======== Testo fornito

Ma rimarrà un cittadino del nulla. Senza cittadinanza altro non è
che un “fantasma burocratico” in balia del semplice e puro
assistenzialismo. Come un bambino intelligente e dotato costretto a
rimanere tutta la vita in una culla. Sempre accudito, mai adulto.
Non
potendo varcare le tre porte il rifugiato politico cade nel vuoto dei
“tombini” lasciati aperti nelle strade. Viene risucchiato dai
loro gorghi e scompare fra i rifiuti senza nemmeno passare per la
raccolta differenziata.
La
caduta passa attraverso quattro diversi gironi danteschi in cui il
rifugiato si trova ad essere risucchiato in un movimento lento,
graduale e inesorabile.
Il
primo girone è rappresentato dagli enti locali - nel caso del
Trentino dal Cinformi. Senza una legge organica il rifugiato politico
percepisce subito gli enti locali come strutture imbalsamate e inermi
di cui non è chiaro il ruolo né le direttive. Passata la fase
emergenziale dell’accoglienza immediata (fase che può durare anche
alcuni anni), il rifugiato politico viene poi spinto dagli enti
locali nella bocca del secondo girone: quello delle agenzie per il
lavoro.
In
questo girone – quello in cui i condannati sono costretti a cercare
un lavoro che non avranno mai – l’assenza della cittadinanza e
l’impossibilità di potersi muovere liberamente nei diversi stati
alla ricerca di un lavoro che corrisponda alle proprie inclinazioni
crea il più grande dei circoli viziosi: la mancanza di offerte di
lavoro dovuta alla crisi economica, infatti, obbliga
all’assistenzialismo continuo, ultima via verso il margine della
società.
Il
terzo girone passa per le infinite vie degli assistenti sociali e dei
loro tentativi di trovare alloggi protetti, case famiglia e lavori
scartati dagli italiani.
L’ultimo
girone, esaurite tutte le possibilità di inserimento, passa per il
semplice meccanismo di soddisfare i bisogni primari di sopravvivenza
presso enti legati alla Chiesa, come ad esempio Caritas.

================
======== Dati forniti

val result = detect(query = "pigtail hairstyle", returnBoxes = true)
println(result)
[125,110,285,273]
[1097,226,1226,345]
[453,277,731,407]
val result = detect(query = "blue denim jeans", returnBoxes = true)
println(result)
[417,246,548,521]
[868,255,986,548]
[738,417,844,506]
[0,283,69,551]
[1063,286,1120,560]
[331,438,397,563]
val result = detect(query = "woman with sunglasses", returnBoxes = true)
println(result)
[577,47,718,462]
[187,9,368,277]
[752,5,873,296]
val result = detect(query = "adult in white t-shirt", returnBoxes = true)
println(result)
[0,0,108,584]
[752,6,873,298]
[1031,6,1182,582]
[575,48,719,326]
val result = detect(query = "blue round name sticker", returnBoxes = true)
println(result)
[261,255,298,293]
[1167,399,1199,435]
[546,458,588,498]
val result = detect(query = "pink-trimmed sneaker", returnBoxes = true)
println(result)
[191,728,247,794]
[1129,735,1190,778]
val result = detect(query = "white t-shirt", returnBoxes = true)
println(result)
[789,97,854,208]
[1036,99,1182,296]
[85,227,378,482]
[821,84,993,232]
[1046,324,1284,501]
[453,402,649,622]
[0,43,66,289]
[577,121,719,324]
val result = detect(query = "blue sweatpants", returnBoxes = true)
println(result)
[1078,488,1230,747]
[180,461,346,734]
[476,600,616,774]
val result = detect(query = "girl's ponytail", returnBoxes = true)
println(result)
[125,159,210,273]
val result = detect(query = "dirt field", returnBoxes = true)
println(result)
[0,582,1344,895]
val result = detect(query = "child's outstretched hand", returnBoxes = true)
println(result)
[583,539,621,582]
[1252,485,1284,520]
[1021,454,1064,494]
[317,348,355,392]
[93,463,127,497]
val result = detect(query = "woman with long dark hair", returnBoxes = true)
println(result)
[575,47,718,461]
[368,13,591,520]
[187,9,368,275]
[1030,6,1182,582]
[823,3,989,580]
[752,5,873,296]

================

Compito assegnato A: Riscrivi il testo sui rifugiati politici da "Ma rimarrà un" a "graduale e inesorabile.", mettendo "gabbia" al posto di "culla".
Compito assegnato B: Per favore, elenca i gironi che il testo sui rifugiati politici descrive, indicando per ciascuno da chi o da che cosa è rappresentato.
Compito assegnato C: Prosegui il testo sui rifugiati politici dopo la sua ultima frase.

Esito del compito A:
Ma rimarrà un cittadino del nulla. Senza cittadinanza altro non è
che un “fantasma burocratico” in balia del semplice e puro
assistenzialismo. Come un bambino intelligente e dotato costretto a
rimanere tutta la vita in una gabbia. Sempre accudito, mai adulto.
Non
potendo varcare le tre porte il rifugiato politico cade nel vuoto dei
“tombini” lasciati aperti nelle strade. Viene risucchiato dai
loro gorghi e scompare fra i rifiuti senza nemmeno passare per la
raccolta differenziata.
La
caduta passa attraverso quattro diversi gironi danteschi in cui il
rifugiato si trova ad essere risucchiato in un movimento lento,
graduale e inesorabile.

Esito del compito B:
- Primo girone: gli enti locali (nel caso del Trentino, il Cinformi).
- Secondo girone: le agenzie per il lavoro.
- Terzo girone: gli assistenti sociali e i loro tentativi di trovare alloggi protetti, case famiglia e lavori scartati dagli italiani.
- Quarto girone: gli enti legati alla Chiesa, come la Caritas, presso cui si soddisfano i bisogni primari di sopravvivenza.

Esito del compito C:
Il
rifugiato entra così in una serie di circoli viziosi in cui ogni
emergenza ne produce un’altra peggiore. Intendiamoci, nessuno dei
livelli ha delle colpe o semplicemente delle mancanze specifiche. E'
l'intera impalcatura che non regge e che fa si che tutti navighino a
vista e nessuno sappia realmente cosa fare. Sembra infatti sempre più
evidente che nessuno dei livelli istituzionali (i gironi) sia
realmente preparato ad intervenire nella gestione di questo fenomeno
con strumenti adeguati e specificatamente studiati per i rifugiati
politici. L'intervento generico e approssimativo in realtà ne
facilita la caduta o crea nei migliori dei casi un sistema
assistenzialistico a ciclo continuo che attraverso fondi europei, o
quelli stanziati ad hoc per i casi emergenziali, arricchisce i gironi
ma non redime le anime dannate.
Alla
fine e nel fondo dei quattro gironi c’è la pace dei sensi (per le
istituzioni) e l’inferno (per i rifugiati), ovvero: l’assenza di
qualsiasi responsabilità.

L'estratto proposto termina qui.